▶ _WORK TO DO_:
Set out all of the lines below as a numbered list, omitting any blank lines.

** Start of PROVIDED RECORDS **

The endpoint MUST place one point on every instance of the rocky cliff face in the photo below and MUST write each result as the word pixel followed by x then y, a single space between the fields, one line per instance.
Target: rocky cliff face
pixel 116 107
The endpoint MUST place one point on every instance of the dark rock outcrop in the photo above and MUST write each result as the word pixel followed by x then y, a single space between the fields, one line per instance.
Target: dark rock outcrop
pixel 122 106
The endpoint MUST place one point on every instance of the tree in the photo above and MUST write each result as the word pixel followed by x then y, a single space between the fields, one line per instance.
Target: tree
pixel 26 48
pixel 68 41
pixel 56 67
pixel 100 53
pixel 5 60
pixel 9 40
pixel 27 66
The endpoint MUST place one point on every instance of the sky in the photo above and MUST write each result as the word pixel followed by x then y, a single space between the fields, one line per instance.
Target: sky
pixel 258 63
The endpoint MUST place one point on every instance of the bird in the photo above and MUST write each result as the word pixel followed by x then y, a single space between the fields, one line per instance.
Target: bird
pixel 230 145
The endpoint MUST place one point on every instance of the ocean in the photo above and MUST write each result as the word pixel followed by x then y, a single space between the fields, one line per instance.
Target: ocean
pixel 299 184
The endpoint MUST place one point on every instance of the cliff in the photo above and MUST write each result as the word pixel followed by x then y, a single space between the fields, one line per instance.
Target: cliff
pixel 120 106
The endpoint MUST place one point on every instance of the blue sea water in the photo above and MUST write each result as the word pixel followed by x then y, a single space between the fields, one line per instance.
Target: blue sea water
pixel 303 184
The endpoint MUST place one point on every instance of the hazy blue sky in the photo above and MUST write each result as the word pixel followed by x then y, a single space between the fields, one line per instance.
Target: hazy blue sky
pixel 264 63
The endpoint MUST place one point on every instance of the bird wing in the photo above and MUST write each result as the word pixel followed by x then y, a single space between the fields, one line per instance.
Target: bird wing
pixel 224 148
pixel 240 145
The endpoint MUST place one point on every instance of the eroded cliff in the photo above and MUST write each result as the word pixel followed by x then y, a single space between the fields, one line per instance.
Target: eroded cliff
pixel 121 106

** End of PROVIDED RECORDS **

▶ _FULL RESPONSE_:
1. The endpoint MUST place one point on every instance of the rocky cliff face in the photo below and MUST write each result as the word pixel followed by x then y, a single space between the fields, one line per instance.
2. Target: rocky cliff face
3. pixel 116 107
4. The endpoint MUST place one point on every instance of the dark rock outcrop in the photo above and MUST write each result as the word pixel followed by x then y, a single space between the fields, one line per instance.
5. Target: dark rock outcrop
6. pixel 122 106
7. The endpoint MUST place one point on every instance of the tree in the photo above and MUST write each result as the word pixel followed by x then y, a single space between the fields, one line per instance.
8. Target: tree
9. pixel 26 48
10. pixel 68 41
11. pixel 56 67
12. pixel 100 53
13. pixel 5 60
14. pixel 9 40
15. pixel 27 66
16. The endpoint MUST place one point on every instance of the sky in the photo above and MUST write each result as the word pixel followed by x then y, a single space between the fields, one line per instance.
17. Target: sky
18. pixel 258 63
19. The endpoint MUST place one point on every instance of the bird in the photo above and MUST write each result as the word pixel followed by x then y, a single space between the fields, one line per instance.
20. Target: bird
21. pixel 230 145
22. The endpoint MUST place one point on every instance of the ocean in the photo above and MUST write each result as the word pixel followed by x then y, a single space between the fields, one line per instance.
23. Target: ocean
24. pixel 299 184
25. The endpoint MUST place one point on every instance of the cliff in the photo above and MUST write each result as the word pixel followed by x then y, a single space between the fields, one line per instance.
26. Target: cliff
27. pixel 120 106
28. The endpoint MUST place one point on every instance of the blue sea water in the photo above and MUST write each result as the word pixel followed by x then y, a single space between the fields, one line per instance.
29. Target: blue sea water
30. pixel 303 184
31. The endpoint MUST place one point on every instance of the hazy blue sky in the photo above and MUST write each result as the word pixel followed by x then y, a single space between the fields, one line per instance.
32. Target: hazy blue sky
33. pixel 264 63
34. The endpoint MUST place one point on every instance of the bird wing in the photo above and MUST write each result as the word pixel followed by x then y, a single space between the fields, one line per instance.
35. Target: bird wing
36. pixel 224 148
37. pixel 240 145
38. The endpoint MUST place one point on every instance of the eroded cliff in the photo above and MUST write each result as the word pixel followed by x then y, a single space between the fields, one line per instance.
39. Target: eroded cliff
40. pixel 121 106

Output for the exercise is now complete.